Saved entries
★ ★ ★
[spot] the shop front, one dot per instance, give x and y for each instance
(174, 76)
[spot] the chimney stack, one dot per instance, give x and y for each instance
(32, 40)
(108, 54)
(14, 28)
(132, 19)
★ ★ ★
WORK REQUIRED: Please print the data above exactly as it appears.

OUTPUT OF THE TASK:
[spot] the shop front, one dot per instance, give x and y for each instance
(174, 76)
[spot] the chimney stack, one dot per instance, give x and y for each instance
(32, 40)
(108, 54)
(14, 28)
(132, 19)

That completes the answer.